Point localization data
§

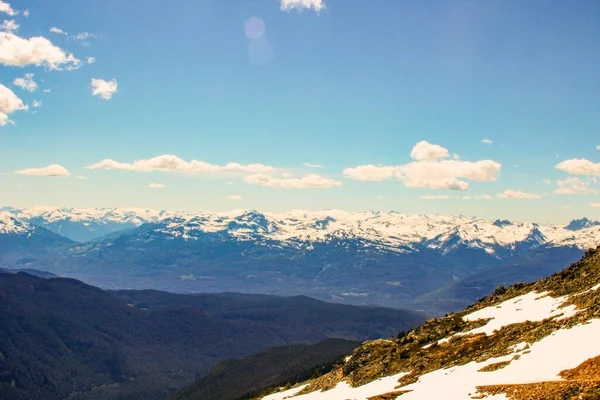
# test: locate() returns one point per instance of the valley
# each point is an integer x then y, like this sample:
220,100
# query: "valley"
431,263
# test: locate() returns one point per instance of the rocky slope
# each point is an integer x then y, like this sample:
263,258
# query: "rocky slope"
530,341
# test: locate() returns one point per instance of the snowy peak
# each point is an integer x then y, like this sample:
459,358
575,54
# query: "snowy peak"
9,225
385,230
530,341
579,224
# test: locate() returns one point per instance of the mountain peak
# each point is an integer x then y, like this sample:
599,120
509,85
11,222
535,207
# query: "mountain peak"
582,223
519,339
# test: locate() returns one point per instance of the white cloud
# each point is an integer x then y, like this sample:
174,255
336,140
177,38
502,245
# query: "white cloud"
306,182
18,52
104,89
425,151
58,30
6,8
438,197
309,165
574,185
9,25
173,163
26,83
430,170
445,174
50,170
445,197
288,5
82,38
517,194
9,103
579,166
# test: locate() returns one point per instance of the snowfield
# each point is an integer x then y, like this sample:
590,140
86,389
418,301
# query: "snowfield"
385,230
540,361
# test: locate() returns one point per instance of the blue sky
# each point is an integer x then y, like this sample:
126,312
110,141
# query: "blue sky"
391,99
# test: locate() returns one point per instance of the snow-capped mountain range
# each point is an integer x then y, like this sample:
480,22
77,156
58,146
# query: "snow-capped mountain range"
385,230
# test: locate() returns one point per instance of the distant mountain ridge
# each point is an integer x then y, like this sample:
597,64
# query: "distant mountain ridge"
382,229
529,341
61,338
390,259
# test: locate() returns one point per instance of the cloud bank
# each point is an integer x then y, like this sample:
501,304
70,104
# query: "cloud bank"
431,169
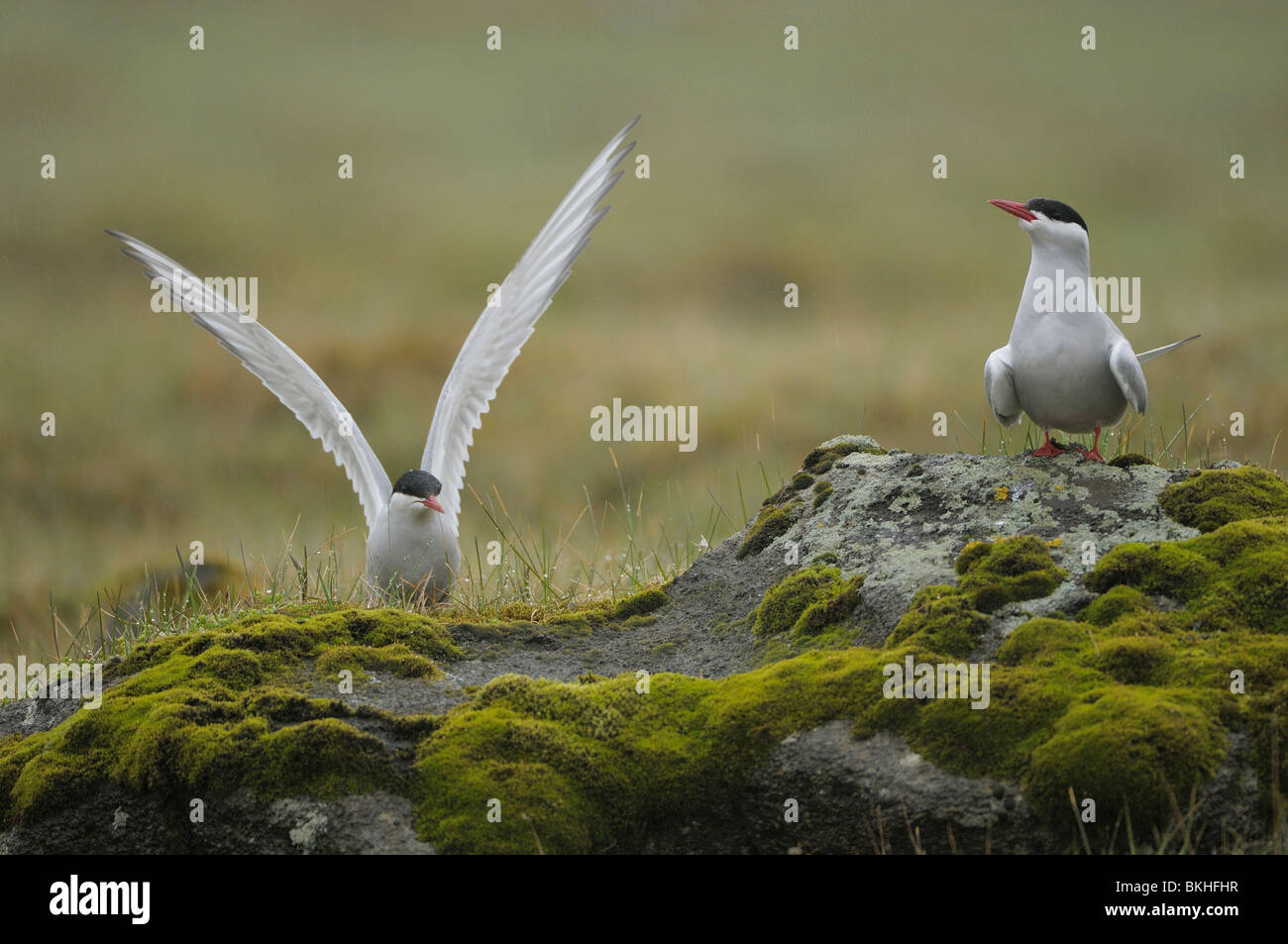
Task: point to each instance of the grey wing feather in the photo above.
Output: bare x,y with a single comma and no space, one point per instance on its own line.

§

What the task asks:
What you print must match the entries exactly, except that no pictures appear.

Answer to the problem:
# test: locate() returns one point per instance of the valley
# each point is an integer x then y, like this sample:
220,100
# query: "valley"
431,263
# test: locate() returns one point per instance of the rocky slope
# each point is an integer x then y, like this sample:
263,258
# query: "rocky slope"
530,341
# test: locate() returns one point per instance of the snowy peak
# each point is an integer x then y, like this sample:
459,358
575,54
# query: "snowy peak"
9,225
385,230
530,341
579,224
# test: locate() returns one point per instance of the mountain peak
# each point is an integer x then y, like this sample:
599,120
509,85
11,222
535,207
# query: "mountain peak"
582,223
519,339
# test: locate() returns one point per instance of the white cloud
# each point is an integer x then y, like this sample:
174,255
336,140
177,38
502,245
# query: "white cloud"
306,182
18,52
104,89
425,151
58,30
6,8
438,197
309,165
574,185
9,25
173,163
26,83
430,170
445,174
50,170
445,197
288,5
82,38
517,194
9,103
579,166
# test: locate() returns one point per instance of the snowfield
# each point is an integer x then y, like this sample:
590,140
86,389
418,301
# query: "snowfield"
385,230
540,361
# test: locate() returns one point per instance of the blue sky
# each point is an integer x then y, like this sample:
126,312
110,141
# query: "blue sky"
391,99
# test: locate() returns one point per instance of the snow-capped mountain range
# each point is an integer x then y, like this sample:
480,22
77,156
58,146
# query: "snow-capped mountain range"
385,230
# test: locate() returns one point per instance of the distant mountain ridge
# each point is an integer x then y, like this sample:
597,64
# query: "distant mountain ridge"
382,229
529,341
61,338
390,259
# test: locate() returns one point per instance of the cloud bank
# each point is an integer x then y, like this sample:
501,304
70,104
# query: "cloud bank"
431,169
Task: point to each instance of the grey wing feather in the photo above.
Output: bare x,y with a single comma and no space, one point per instance on its own line.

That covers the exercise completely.